Named-object pointing records:
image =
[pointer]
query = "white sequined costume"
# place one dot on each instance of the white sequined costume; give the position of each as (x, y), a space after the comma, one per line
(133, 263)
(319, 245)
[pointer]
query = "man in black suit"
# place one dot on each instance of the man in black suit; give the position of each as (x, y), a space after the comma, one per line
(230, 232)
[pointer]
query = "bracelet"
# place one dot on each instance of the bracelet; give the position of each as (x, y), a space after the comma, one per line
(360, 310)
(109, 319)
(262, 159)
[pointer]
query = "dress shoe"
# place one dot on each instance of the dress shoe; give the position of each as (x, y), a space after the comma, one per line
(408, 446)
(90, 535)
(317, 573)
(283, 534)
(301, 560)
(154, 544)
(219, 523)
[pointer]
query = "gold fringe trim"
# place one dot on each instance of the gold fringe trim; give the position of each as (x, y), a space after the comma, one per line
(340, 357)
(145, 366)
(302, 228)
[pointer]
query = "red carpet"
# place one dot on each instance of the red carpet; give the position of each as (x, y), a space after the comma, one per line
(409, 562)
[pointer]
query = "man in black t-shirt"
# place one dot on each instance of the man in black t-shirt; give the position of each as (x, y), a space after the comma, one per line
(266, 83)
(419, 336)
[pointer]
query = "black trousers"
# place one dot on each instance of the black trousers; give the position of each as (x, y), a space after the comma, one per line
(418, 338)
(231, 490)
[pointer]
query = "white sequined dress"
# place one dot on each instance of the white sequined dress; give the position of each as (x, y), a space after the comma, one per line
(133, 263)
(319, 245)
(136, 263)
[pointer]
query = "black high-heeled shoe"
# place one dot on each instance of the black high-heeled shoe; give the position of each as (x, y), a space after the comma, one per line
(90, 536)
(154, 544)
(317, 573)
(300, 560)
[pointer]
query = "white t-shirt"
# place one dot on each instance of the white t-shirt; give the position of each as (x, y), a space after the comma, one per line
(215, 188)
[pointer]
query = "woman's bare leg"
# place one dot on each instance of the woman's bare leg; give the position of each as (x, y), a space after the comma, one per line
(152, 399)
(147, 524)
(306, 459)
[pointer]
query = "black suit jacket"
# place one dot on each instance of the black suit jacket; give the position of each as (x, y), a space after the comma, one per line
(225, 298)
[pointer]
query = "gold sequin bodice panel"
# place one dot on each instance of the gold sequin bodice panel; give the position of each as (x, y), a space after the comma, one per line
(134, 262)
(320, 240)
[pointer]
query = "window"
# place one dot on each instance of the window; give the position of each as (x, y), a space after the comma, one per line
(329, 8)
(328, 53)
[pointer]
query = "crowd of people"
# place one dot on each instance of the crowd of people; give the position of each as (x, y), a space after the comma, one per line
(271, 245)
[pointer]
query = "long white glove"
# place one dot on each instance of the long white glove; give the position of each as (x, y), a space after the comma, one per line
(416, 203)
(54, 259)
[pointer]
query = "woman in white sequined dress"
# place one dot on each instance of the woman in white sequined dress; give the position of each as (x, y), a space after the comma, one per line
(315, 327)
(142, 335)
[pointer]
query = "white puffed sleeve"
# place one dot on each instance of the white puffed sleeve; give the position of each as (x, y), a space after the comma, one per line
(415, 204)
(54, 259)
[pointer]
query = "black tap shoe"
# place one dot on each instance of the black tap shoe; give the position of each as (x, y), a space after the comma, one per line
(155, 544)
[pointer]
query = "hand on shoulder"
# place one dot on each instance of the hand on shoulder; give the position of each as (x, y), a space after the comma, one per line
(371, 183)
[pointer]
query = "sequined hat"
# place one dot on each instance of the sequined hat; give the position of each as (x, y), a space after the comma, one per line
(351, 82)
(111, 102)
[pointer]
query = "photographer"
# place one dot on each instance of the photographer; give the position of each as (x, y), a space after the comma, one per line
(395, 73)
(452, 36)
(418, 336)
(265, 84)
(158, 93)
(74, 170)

◆ **Task**:
Using the material above, print every entry exactly as written.

◆ **Result of the task**:
image =
[pointer]
query = "white sequined costume"
# place one dot on each instance of the white sequined costume; give the position of each as (x, y), a space after the comma, one per line
(133, 263)
(319, 245)
[pointer]
query = "man in black suit"
# place one dot on each instance of the man in black suit; give the position of each as (x, y), a space after the comma, one per line
(230, 232)
[pointer]
query = "bracelet"
# place one dot on each instance of the bracelet; give the position of each as (x, y), a space after the comma, one per line
(360, 310)
(109, 319)
(262, 159)
[pointer]
query = "dress shoe"
# place one dot on each instance of the dress shoe; give the position of each as (x, y), a space after the comma, one per line
(408, 446)
(90, 535)
(317, 573)
(283, 534)
(301, 560)
(154, 544)
(219, 523)
[pointer]
query = "gold fringe trim"
# place one dot on each instance of the gold fringe trim; give the position of each as (x, y), a space after the comma, one per line
(340, 357)
(145, 366)
(302, 228)
[pointer]
query = "red carpet"
# place one dot on each instance of the red carpet; give the position of each as (x, y), a space after the comma, one per line
(409, 562)
[pointer]
query = "man in black t-shirt"
# place one dot on each instance of the man in black t-shirt; give the position of each as (x, y), a space after the comma, one per line
(266, 83)
(419, 336)
[pointer]
query = "black trousers"
# place one dot on each instance of the black trousers; give the position of each as (x, y), a space after the comma, one per line
(418, 338)
(231, 490)
[pointer]
query = "white sequined dress"
# place one dot on each instance of the white sequined dress; give the position of each as (x, y), a space after the comma, one per line
(133, 263)
(319, 245)
(136, 263)
[pointer]
query = "black high-heeled shoe"
# place one dot on each instance of the black high-heeled shoe; give the position of each as (x, y), a space after the comma, one per line
(90, 536)
(154, 544)
(317, 573)
(300, 560)
[pointer]
query = "white t-shirt"
# place one dot on each instance of the white t-shirt; give the position of each as (x, y), a space after the comma, one per line
(215, 188)
[pointer]
query = "woman's bare leg"
# place one dot on each instance of the woman's bare leg; give the position of each as (x, y), a space after the comma, one per line
(152, 399)
(147, 524)
(306, 459)
[pointer]
query = "black suit jacket"
# place one dot on each instance of the black suit jacket; give the position of each as (x, y), a space after the comma, one per line
(225, 298)
[pointer]
query = "gold sequin bodice panel"
# place one dot on each instance of the gold sequin bodice panel; give the position of each as (x, y), a space after the comma, one per line
(134, 262)
(320, 240)
[pointer]
query = "window"
# place one dot on each instance of the window; give the position of each as (x, y), a space after the comma, one per line
(329, 8)
(328, 53)
[pointer]
query = "crowd of people"
# place one dot on each instance of the crowd of people; give the position of each as (x, y), a space after the comma, one per line
(271, 245)
[pointer]
query = "long white glove"
# place one dot on each instance of the long white glove; give the position of each as (x, y), a space after the comma, one per line
(416, 203)
(54, 259)
[pointer]
query = "woman in white sequined dress"
# place one dot on each instance of the woman in white sequined dress; give the position of each as (x, y), a space after the comma, one per line
(315, 327)
(142, 335)
[pointer]
query = "white puffed sleeve"
# place one dot on each instance of the white puffed sleeve; give the position of each as (x, y), a space after the comma, one per line
(415, 204)
(54, 259)
[pointer]
query = "black tap shoe"
# place one dot on each instance of the black tap shoe; give the position of each as (x, y), a space after the comma, one per line
(155, 544)
[pointer]
query = "hand on shoulder"
# place one dot on each instance of the hand on shoulder; give the position of each as (x, y), a space after the comma, one per line
(371, 183)
[pointer]
query = "sequined hat"
# place one dot on each instance of the sequined hat; give the position of each as (x, y), a space after the comma, one per line
(351, 82)
(111, 102)
[pointer]
query = "photographer"
# place one dot on each instance of the photographer; give the position of each as (x, y), a space after the comma, one per line
(395, 73)
(452, 36)
(418, 336)
(265, 84)
(158, 93)
(74, 170)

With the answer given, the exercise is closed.